• _Set problem A_
Reproduce the stretch of the roof rack forum thread from "the ones that" through "paint on it.", word for word.
• _Set problem B_
Continue the roof rack forum thread, starting after its last sentence.

Not sure if we should get a small trailer for the Element or figure another way to attach the Thule feet to roof? Or, maybe another 1/2 rack system with different attachment point for the front? We frequently carry 2 canoes so really need something to handle the 78" racks. Just looking for some thoughts and ideas? Thanks. WW

get it welded
Then just keep an eye on it. Go to a welding shop and see if they can take care of you.

not very familiar with Thule products …

– Last Updated: Apr-04-11 6:53 PM EST –

..... are these your rack bases (feet) ,

the ones that say 430 Tracker ll Foot pack ??

From what I see in the installation guide , it looks like there is a base part (a Thule component) that attaches into an existing rail slot on the auto's roof (part of auto) ... it (the Thule base) is attached with two special bolts and triangular nuts (Thule components) into the rail .

Can you be more specific about "what" metal part is tearing/cracking ... is it the base part of the Thule foot itself ?? ... is it the existing rail slot on the auto ?? ... is it the actual tin roof of the auto ??

You’ve been working in the city too long

– Last Updated: Apr-04-11 7:08 PM EST –

Just weld the sucker and slap some paint on it.

edit: Weld the feet to pads, pads to roof. If you feel like a Yuppie and want to avoid the redneck look, get the top sprayed with that pickup bed protection like this one.

Thule Feet are Fine

– Last Updated: Apr-04-11 10:17 PM EST –

It's the sheet metal at the built in attachment points on the roof. The Element actually has built-in attachment points on the roof. I'll take a picture tomorrow. Talked with a friend who is a welder by profession and he too feels this would be a weak spot and wouldn't be worth the risk.

Cliff, guess I'm getting soft and "Yuppified" LOL! But I DO like the idea of the pickup bed roof coating on the roof. Great idea IMHO! WW

cross bar
I saw this happen on another car. The rear of the factory rack was secure, the front of the factory rack was not. The owner elected to use an additional cross bar in front of the factory rack. So, using the factory rack for rear support but the new additional cross bar for the front.

The best way to protect the front of your factory rack is to use bow lines to prevent the lift that occurs when moving. Also when used correctly prevents the side to side movement.

• _Data rows_
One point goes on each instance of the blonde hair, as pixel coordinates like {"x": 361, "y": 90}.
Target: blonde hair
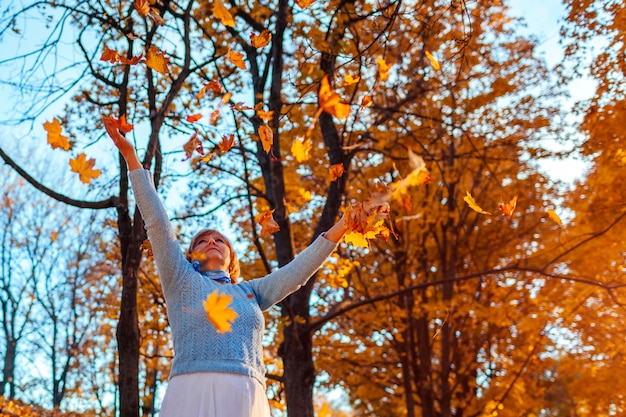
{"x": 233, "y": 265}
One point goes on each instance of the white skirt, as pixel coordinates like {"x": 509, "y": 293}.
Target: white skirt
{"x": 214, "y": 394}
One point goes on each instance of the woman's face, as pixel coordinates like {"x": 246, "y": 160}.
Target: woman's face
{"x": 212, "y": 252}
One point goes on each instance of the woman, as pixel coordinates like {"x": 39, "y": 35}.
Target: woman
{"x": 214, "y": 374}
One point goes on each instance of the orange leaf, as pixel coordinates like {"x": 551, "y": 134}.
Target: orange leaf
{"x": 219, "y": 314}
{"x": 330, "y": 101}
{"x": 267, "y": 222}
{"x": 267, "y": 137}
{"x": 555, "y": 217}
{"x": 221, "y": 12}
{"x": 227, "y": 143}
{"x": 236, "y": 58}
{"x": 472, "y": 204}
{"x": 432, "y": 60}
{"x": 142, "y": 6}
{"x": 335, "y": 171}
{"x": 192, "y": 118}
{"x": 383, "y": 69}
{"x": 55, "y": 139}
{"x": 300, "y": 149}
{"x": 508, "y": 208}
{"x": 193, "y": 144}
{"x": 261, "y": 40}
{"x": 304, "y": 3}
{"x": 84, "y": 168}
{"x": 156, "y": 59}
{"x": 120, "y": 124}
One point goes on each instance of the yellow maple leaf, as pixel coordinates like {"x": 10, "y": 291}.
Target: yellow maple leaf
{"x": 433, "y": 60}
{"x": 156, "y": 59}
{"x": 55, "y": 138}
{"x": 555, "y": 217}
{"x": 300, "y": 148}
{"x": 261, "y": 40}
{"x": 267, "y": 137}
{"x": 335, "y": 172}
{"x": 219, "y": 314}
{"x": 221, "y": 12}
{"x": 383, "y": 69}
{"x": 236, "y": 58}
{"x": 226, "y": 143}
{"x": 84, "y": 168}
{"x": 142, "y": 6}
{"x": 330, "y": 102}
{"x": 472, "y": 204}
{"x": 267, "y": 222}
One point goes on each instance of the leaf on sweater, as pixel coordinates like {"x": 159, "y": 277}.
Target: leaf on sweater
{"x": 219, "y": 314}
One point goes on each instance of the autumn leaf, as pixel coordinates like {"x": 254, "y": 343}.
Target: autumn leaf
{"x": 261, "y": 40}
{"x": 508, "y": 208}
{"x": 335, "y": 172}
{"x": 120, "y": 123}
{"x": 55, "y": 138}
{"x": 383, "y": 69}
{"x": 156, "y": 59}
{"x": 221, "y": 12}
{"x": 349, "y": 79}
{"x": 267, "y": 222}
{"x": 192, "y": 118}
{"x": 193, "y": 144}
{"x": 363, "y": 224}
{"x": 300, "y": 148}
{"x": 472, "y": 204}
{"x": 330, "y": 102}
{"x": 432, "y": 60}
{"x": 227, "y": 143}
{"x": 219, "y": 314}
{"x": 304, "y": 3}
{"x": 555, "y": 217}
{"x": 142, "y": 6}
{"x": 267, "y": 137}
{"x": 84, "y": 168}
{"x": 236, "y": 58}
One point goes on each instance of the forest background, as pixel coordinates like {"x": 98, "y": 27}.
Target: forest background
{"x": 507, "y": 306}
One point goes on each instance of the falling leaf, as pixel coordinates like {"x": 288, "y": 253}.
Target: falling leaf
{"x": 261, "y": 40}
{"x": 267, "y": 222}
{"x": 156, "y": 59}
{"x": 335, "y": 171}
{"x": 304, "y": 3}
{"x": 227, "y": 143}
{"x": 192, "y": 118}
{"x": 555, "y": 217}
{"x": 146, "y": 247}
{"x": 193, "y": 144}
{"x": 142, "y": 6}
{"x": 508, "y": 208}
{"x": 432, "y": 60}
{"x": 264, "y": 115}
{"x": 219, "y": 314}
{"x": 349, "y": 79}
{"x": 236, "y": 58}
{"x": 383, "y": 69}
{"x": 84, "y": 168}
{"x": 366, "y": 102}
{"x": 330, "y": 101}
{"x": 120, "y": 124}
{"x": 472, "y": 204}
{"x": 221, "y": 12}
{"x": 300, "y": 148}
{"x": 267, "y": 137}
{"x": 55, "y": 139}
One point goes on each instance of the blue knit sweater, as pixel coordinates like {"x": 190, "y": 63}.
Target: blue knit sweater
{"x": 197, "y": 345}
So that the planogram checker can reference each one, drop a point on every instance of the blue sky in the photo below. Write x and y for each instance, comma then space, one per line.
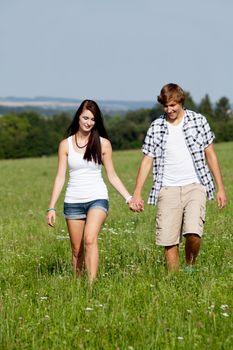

• _Result A_
the ones that say 430 Tracker ll Foot pack ??

From what I see in the installation guide , it looks like there is a base part (a Thule component) that attaches into an existing rail slot on the auto's roof (part of auto) ... it (the Thule base) is attached with two special bolts and triangular nuts (Thule components) into the rail .

Can you be more specific about "what" metal part is tearing/cracking ... is it the base part of the Thule foot itself ?? ... is it the existing rail slot on the auto ?? ... is it the actual tin roof of the auto ??

You’ve been working in the city too long

– Last Updated: Apr-04-11 7:08 PM EST –

Just weld the sucker and slap some paint on it.

• _Result B_
Pics of Damage

– Last Updated: Apr-05-11 11:48 AM EST –

Thanks, Suzanneh. We've usually used bow lines (always on long trips) but I believe the accident probably precipitated this. Possibly the Element's short rack spread contributed? Not a "Physics," major, but seems like that could increase stress to area. Here are the pics. Hard to see, but the tear extends to the edge of the metal where it is barely hanging on. WW

Michael Gray
of “Uncommon Adventures” had tracks put on his Element.

IIRC it gave a really nice spread on crossbars.

He is back from his tropical adventures, give him a call

E-Mailed Him
Also talked to Rutabagas, no solution yet. Wonder if anyone has seen this rack? Maybe continue to use Thule on the back and this in front? WW

not sure but I think I see …

– Last Updated: Apr-05-11 11:58 PM EST –

...... how it works .

Looks like the built in base (that has the crack) is attached to some part of the (for lack of better words) under roof structure ... that base tower is a special piece and it's probably welded on . Looks like the outer roof skin (exterior roof shell) has a well openning in it for the base tower and there must be some sort of decorative capping (moulding) that covers over that well openning and base tower in the exterior roof skin .

I believe the cracked base tower could be welded by adding a reinforcement plate/angle to fit the inside corner of the base tower ... over the crack .

I'm guessing the interior roof/cieling liner is right under that lower skin structure , so heat from the welding might mean the liner should be removed first .

Looks a little tight in there but should be reachable with a rod ... the cracked base tower looks to be plenty heavy enough to make a good weld to ... have to clean it up some first before weld , remove red paint , etc.

Whatever decorative cap goes over that well openning sure lets a fair amount of crap get through , might want to give it a little prep and paint job inside there as best you can for corrossion protection after weld job .

There's probably a little clearance between head liner and underside of inner skin (c-channels-hat channels) , so maybe add a through bolt and an under plate (interior side) for added strenth and reinforcement , one bolt each side of base tower (sealant top side of bolts so no water gets through) ... there may already be an under plate reinforcement (under the base tower) on the interior above headliner .

If your roof system has two shells/skins (an exterior one and an interior one) like it appears to ... then that hollow space between them will make it nearly impossible to bolt anything to the exterior skin because you would need to have an under plate on the interior for reinforcement of anything bolted on , screws into the outer skin only will not be structurally strong enough .

I think it could be fixed (made stronger) better than when new ... but then again I may not be seeing the whole picture from just those photos ??

Is that the damage
from your wifes accident? has it gotten worse? i.e. rip gotten larger.

It looks like it was made to weld to me…

I raced snowmobiles in the early 70’s, man did we weld … and weld… and weld … i digress

For me, damage is tough to interpret.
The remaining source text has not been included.